KAI RYSSDAL: Investors don't seem to care one way or the other what Bill Gates does with his life. Microsoft shares rose just a tenth of a percent today. Gates is stepping away from day-to-day involvement with the company. Gonna focus more on his charitable work. It's already made him Time magazine's "person of the year"— a recognition he shared with his wife Melinda and U2 singer Bono. Microsoft probably won't change much. But what's the move going to mean for the world's richest foundation? From the Marketplace Health Desk at WGBH, Helen Palmer has that story.
HELEN PALMER: The Gates Foundation's endowment is over $29 billion — almost three times the size of its closest rival, the Ford Foundation with $11.6 billion.
STACEY PALMER: They're almost as big as a country, so they're able to do a lot!
Stacey Palmer edits the Chronicle of Philanthropy. She says the $10.5 billion the Foundation's given away in the last 12 years has galvanize donors in government and business. Jeffrey Sachs of Columbia University's Earth Institute calls both Gates and his influence iconic.

Questions on the material
1. Translate this sentence from the radio report on Bill Gates into French: "The Gates Foundation's endowment is over $29 billion — almost three times the size of its closest rival, the Ford Foundation with $11.6 billion."
2. According to the radio report on Bill Gates, how much did Microsoft shares rise that day?
3. From the radio report on Bill Gates, output the passage that begins with "KAI RYSSDAL: Investors" and ends with "to do a lot!".

Collected data
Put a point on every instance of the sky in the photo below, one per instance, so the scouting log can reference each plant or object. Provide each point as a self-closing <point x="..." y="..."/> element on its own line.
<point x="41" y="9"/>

Results
1. La dotation de la Fondation Gates dépasse 29 milliards de dollars, soit presque trois fois celle de son plus proche rival, la Fondation Ford, qui dispose de 11,6 milliards de dollars.

2. A tenth of a percent.

3.
KAI RYSSDAL: Investors don't seem to care one way or the other what Bill Gates does with his life. Microsoft shares rose just a tenth of a percent today. Gates is stepping away from day-to-day involvement with the company. Gonna focus more on his charitable work. It's already made him Time magazine's "person of the year"— a recognition he shared with his wife Melinda and U2 singer Bono. Microsoft probably won't change much. But what's the move going to mean for the world's richest foundation? From the Marketplace Health Desk at WGBH, Helen Palmer has that story.
HELEN PALMER: The Gates Foundation's endowment is over $29 billion — almost three times the size of its closest rival, the Ford Foundation with $11.6 billion.
STACEY PALMER: They're almost as big as a country, so they're able to do a lot!